**Problem to work on**
Only lines containing the word "brace" belong in the answer; copy each one from the records.

Data excerpts:
= = = = =

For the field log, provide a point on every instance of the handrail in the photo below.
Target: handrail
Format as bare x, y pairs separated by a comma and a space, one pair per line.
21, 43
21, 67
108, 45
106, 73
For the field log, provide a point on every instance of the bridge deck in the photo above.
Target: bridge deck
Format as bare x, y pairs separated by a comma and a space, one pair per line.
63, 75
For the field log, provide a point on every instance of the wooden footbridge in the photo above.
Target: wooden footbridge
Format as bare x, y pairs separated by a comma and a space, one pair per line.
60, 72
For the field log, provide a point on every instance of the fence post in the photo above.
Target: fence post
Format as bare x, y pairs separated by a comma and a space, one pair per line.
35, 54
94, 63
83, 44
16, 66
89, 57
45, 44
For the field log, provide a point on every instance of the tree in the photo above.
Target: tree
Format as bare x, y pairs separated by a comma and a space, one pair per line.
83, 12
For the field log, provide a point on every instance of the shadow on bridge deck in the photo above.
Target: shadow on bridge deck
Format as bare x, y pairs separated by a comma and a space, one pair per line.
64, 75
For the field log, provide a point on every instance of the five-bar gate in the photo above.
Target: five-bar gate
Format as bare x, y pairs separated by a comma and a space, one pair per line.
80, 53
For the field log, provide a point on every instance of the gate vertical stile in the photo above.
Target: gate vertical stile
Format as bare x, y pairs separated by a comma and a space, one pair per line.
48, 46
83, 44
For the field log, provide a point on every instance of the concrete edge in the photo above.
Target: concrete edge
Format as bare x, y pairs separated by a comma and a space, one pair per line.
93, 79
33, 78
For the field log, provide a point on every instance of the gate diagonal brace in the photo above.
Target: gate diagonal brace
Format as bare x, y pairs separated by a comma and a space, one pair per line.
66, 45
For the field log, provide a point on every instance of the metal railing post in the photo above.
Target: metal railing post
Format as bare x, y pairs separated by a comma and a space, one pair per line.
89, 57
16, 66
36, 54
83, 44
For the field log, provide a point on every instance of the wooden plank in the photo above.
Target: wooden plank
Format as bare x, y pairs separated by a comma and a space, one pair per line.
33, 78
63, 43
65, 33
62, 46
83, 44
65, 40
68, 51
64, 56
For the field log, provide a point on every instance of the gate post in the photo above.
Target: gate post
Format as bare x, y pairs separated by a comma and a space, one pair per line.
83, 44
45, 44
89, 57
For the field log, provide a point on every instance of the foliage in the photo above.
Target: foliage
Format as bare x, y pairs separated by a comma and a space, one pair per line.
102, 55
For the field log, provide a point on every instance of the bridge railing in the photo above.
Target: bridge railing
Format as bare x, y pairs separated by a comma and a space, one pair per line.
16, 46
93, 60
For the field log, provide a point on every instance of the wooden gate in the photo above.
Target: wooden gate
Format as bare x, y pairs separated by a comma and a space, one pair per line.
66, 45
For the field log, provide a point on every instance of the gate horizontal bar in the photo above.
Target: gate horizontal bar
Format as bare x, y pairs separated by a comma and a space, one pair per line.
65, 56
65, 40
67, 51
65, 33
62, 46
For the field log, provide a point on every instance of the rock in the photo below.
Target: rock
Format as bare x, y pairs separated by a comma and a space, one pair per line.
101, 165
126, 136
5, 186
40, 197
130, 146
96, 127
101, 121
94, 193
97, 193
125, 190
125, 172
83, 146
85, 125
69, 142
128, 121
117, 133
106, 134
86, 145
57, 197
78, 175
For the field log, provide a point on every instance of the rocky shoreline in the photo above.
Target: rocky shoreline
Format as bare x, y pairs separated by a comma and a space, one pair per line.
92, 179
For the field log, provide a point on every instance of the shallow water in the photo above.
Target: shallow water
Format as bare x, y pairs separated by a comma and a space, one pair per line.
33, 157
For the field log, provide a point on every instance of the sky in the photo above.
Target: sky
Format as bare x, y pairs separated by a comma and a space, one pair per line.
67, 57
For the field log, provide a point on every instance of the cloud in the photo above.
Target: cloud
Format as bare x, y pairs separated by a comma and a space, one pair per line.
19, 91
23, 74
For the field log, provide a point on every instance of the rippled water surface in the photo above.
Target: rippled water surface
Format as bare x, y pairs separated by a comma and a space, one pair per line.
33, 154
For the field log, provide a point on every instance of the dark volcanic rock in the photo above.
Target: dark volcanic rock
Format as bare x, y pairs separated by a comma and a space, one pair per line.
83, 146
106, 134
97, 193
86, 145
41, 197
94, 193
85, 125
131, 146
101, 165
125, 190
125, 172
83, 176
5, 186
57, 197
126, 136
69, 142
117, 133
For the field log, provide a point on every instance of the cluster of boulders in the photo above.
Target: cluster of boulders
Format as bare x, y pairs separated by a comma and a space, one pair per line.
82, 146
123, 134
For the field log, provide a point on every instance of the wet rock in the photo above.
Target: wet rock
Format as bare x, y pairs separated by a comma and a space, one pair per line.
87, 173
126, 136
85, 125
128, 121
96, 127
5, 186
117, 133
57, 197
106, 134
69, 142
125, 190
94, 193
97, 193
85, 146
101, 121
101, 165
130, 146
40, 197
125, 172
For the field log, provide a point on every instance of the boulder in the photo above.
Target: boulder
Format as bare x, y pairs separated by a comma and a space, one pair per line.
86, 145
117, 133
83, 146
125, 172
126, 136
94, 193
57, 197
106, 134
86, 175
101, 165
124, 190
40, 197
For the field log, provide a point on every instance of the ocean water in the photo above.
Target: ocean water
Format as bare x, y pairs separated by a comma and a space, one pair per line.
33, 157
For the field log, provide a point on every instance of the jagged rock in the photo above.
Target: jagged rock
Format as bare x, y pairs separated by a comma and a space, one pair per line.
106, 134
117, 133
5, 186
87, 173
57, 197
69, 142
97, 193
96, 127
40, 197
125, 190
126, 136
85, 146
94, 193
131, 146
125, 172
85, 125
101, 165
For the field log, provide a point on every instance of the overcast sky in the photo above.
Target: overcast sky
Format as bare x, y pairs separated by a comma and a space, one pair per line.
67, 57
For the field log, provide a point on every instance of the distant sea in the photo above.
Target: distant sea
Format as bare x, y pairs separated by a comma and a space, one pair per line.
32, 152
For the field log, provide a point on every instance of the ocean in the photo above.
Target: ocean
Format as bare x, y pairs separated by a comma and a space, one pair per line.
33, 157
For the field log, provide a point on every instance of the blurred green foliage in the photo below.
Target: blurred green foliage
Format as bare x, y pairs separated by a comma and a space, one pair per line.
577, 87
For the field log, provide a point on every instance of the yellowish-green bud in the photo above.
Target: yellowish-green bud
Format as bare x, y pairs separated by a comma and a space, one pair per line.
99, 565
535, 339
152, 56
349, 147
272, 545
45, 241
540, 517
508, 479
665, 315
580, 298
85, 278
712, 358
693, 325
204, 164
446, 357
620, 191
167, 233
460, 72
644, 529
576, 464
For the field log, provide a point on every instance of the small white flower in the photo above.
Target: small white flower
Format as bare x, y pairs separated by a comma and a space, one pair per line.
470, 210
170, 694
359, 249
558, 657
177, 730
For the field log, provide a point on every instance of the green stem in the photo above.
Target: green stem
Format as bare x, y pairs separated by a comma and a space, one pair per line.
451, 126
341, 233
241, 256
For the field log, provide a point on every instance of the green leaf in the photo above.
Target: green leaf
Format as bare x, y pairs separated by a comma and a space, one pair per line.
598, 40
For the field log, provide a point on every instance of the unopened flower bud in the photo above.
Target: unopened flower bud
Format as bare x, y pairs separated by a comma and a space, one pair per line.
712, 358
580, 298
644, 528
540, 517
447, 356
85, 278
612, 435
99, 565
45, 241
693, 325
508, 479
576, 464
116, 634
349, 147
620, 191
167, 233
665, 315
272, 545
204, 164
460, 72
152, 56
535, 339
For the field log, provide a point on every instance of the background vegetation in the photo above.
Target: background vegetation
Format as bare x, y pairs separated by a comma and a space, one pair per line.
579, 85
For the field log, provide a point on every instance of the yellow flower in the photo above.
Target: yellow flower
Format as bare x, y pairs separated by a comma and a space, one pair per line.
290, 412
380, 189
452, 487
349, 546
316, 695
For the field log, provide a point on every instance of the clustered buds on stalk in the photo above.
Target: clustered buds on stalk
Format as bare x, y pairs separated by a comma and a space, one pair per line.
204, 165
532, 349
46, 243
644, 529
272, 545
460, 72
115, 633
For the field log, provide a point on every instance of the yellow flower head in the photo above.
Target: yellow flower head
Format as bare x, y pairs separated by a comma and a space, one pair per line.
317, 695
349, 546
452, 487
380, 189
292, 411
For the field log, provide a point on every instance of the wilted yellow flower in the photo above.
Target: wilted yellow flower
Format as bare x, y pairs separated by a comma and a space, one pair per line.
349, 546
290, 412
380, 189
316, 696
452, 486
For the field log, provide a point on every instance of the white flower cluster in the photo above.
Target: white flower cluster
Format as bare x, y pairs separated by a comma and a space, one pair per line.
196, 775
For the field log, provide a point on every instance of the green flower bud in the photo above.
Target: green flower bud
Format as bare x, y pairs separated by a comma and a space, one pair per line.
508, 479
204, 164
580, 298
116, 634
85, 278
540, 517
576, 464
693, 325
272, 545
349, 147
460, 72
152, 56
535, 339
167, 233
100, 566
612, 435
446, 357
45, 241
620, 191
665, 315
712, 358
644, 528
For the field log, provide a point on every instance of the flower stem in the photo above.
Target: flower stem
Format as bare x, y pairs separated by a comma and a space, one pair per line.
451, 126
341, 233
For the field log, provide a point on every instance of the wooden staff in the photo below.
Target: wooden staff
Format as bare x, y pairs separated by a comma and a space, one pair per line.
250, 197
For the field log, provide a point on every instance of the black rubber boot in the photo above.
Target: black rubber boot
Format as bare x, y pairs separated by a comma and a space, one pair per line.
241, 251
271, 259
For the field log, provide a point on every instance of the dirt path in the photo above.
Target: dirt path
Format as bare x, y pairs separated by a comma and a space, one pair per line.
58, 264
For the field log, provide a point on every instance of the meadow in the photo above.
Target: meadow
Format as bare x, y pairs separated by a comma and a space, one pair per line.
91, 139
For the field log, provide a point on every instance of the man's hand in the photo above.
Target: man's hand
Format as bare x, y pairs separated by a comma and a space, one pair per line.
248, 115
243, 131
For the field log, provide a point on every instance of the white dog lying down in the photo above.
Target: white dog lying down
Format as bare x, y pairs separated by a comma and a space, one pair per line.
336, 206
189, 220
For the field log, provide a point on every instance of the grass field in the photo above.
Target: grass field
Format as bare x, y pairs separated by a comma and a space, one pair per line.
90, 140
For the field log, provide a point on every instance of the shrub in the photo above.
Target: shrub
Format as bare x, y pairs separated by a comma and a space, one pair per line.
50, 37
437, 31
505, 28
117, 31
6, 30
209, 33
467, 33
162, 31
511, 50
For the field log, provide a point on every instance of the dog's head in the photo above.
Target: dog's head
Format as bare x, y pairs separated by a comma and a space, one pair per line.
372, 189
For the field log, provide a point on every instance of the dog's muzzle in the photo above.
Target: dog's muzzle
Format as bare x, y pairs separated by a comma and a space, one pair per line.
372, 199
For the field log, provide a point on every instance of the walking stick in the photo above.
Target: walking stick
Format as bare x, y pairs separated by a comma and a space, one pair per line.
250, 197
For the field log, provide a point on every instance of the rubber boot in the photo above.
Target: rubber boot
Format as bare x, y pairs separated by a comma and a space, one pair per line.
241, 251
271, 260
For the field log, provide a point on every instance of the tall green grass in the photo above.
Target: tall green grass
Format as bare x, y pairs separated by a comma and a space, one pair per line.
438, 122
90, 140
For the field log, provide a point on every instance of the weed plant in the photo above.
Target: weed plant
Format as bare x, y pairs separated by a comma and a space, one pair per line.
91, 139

= = = = =

**Result of the task**
For the field log, provide a point on every instance of the gate diagonal brace in the photo above.
Target: gate diagonal brace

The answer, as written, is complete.